__STATED PROBLEM__. Render all the records below as a two-column CSV with the header text,answer, one row per record. Put each record's text in the first column and its answer in the second, each as a single quoted field with any line breaks replaced by spaces.

● ● ● ●

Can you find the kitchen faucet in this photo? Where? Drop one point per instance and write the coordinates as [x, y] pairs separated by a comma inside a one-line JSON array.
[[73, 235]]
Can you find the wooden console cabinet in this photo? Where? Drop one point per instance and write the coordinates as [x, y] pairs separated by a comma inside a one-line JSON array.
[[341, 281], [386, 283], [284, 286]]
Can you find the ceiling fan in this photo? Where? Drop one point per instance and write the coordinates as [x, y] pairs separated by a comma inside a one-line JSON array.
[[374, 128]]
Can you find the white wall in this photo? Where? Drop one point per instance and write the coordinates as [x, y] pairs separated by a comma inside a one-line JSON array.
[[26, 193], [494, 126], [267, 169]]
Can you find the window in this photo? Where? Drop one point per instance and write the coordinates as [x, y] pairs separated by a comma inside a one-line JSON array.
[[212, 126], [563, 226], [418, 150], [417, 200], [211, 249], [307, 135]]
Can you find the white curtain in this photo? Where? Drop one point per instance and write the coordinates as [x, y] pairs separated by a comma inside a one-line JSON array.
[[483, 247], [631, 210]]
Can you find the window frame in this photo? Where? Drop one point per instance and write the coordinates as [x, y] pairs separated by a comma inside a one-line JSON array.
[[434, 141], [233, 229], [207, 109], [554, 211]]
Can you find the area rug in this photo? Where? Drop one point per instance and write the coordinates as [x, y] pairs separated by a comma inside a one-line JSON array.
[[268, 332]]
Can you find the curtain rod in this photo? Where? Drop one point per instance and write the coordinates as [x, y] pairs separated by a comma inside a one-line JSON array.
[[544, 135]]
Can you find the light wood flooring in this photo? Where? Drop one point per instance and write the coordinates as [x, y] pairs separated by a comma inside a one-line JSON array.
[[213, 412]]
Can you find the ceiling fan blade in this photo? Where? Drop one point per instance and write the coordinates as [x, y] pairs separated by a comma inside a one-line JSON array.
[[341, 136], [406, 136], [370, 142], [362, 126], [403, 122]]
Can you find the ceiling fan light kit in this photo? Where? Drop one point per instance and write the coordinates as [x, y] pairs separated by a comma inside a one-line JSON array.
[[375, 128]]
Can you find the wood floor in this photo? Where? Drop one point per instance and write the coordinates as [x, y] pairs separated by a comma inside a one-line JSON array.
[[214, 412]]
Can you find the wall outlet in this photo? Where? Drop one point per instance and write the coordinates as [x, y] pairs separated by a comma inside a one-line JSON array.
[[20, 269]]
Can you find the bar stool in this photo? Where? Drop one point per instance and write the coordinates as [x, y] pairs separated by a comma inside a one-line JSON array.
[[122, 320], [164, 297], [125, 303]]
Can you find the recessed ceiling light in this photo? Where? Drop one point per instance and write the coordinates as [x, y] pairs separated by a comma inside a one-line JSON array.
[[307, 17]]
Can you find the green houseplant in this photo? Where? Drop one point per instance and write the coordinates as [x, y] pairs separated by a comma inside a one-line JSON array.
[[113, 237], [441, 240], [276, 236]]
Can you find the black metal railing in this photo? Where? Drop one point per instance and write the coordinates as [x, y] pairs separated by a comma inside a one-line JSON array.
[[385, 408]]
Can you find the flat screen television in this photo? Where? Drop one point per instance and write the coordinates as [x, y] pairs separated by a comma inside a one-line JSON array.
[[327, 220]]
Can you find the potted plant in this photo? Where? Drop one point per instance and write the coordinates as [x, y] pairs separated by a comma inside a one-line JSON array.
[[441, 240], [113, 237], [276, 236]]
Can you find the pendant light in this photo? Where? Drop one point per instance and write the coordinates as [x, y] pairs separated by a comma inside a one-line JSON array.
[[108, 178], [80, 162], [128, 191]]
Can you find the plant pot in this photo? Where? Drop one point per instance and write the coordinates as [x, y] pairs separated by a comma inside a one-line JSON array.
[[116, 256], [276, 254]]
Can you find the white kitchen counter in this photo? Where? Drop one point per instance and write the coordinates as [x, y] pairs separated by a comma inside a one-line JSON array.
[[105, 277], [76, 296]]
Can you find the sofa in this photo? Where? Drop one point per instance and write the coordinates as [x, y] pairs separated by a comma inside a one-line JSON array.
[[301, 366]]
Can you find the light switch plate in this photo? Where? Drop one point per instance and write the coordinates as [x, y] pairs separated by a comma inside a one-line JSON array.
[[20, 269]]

● ● ● ●

__RESULT BELOW__.
text,answer
"Can you find the kitchen faucet in this photo? Where? Drop one point per instance and write the coordinates as [x, y] pairs separated by a comma inside a one-line JSON array.","[[73, 235]]"
"Can you find the wooden console cabinet in this photo? Where? Drop one point per instance and write the coordinates as [x, y] pairs separated by a comma inside a one-line JSON array.","[[341, 281], [386, 283], [284, 286]]"
"Can you find the ceiling fan in this photo? Where? Drop one point per instance and write the coordinates as [x, y] pairs separated by a comma inside a one-line JSON array.","[[374, 128]]"
"Can you find the white wall in this photo? Where? Drop one point per instance and write the coordinates as [x, y] pairs separated by a comma inside a one-line JSON array.","[[26, 193], [494, 126], [267, 169]]"
"Can you find the window in this photo? Where? Drop one point per instance and write the coordinates as [x, y] pairs separated by a comma inside a one-line JSON array.","[[212, 126], [563, 226], [418, 150], [417, 200], [211, 249], [307, 135]]"
"Can you find the white curtain in this photo? Where? Drop one point per instance and write the coordinates as [x, y] pairs separated by a comma inside a one-line JSON array.","[[483, 247], [631, 210]]"
"Can you find the window frame in this photo? Where? Drop one point per instance and write the coordinates as [x, y] pairs separated by a comma inside a one-line JSON array.","[[434, 141], [233, 229], [207, 109], [554, 211]]"
"Can you find the area rug in this photo? Where? Drop one point per instance and write the coordinates as [x, y] pairs separated by a comma inside a one-line JSON array.","[[268, 332]]"
"Can you find the curtain rod in this photo? Where? Drop one point per instance and write the coordinates as [x, y] pairs separated by a comma inside a one-line JSON array.","[[544, 135]]"
"Can you find the light wood flooring in this photo? Where? Drop one point per instance and write the coordinates as [x, y] pairs separated by a comma inside a one-line JSON array.","[[213, 412]]"
"Can you find the ceiling fan blade in this photo? Where? Drop one point per instance and write the coordinates as [x, y] pairs separated by a comma inside a one-line JSON array.","[[341, 136], [406, 136], [370, 142], [362, 126], [403, 122]]"
"Can you find the ceiling fan light kit in this photo? Where? Drop one point per instance and write the coordinates as [x, y] pairs separated by a comma inside a one-line JSON array.","[[375, 128]]"
"Can you find the wood floor in this photo? Where? Drop one point per instance and write the coordinates as [x, y] pairs separated by a comma inside a one-line JSON array.","[[214, 412]]"
"Can you find the wall outlet in this photo? Where? Drop one point per instance and write the coordinates as [x, y] pairs separated by a comma inside a one-line JSON array.","[[20, 269]]"
"Can you find the bar stool in this photo? Where? Drop one point per instance and write the coordinates as [x, y] pairs separated by a comma inside a one-line JSON array.","[[122, 320], [164, 297], [125, 303]]"
"Can you find the recessed ceiling light in this photo? Where? Drop one point per instance and write the coordinates as [x, y] pairs separated by a comma inside a one-line JSON array.","[[307, 17]]"
"Can you find the green houseplant in this photo? Where? Drop one point per instance and write the coordinates as [x, y] pairs separated by a comma inside a one-line JSON array.","[[113, 237], [441, 240], [276, 236]]"
"Can you find the black metal railing in this photo? Where? Drop one point per instance and write the coordinates as [x, y] pairs separated by a comma inside a one-line JSON array.","[[385, 408]]"
"Can you find the flat screen television in this photo? Where? Drop one point per instance and write the coordinates as [x, y] pairs separated by a comma inside a one-line JSON array.","[[327, 220]]"
"Can you find the potted plant in this photo? Where? Drop one point per instance and write the coordinates as [x, y] pairs separated by a comma inside a one-line JSON array.","[[441, 240], [113, 237], [276, 236]]"
"Can you find the pendant light in this photo? Where? Drop one point per instance and write the coordinates as [x, y] pairs separated by a comma inside a one-line JSON array.","[[108, 178], [80, 162], [128, 191]]"
"Can you find the plant pot in this photo? Where? Drop one point per instance and write the coordinates as [x, y] pairs separated by a comma inside a one-line JSON array.","[[116, 256], [276, 254]]"
"Can you find the white kitchen counter in this photo? Where? Drop one point per instance and write the coordinates as [x, y] pairs separated by a comma inside a one-line JSON array.","[[105, 277], [76, 296]]"
"Can you find the sofa in this photo? Where? Drop one point per instance and write the coordinates as [x, y] pairs separated by a comma inside a one-line JSON array.","[[301, 366]]"
"Can you find the light switch plate in this photo? Where? Drop one point per instance and write the coordinates as [x, y] pairs separated by a comma inside a one-line JSON array.","[[20, 269]]"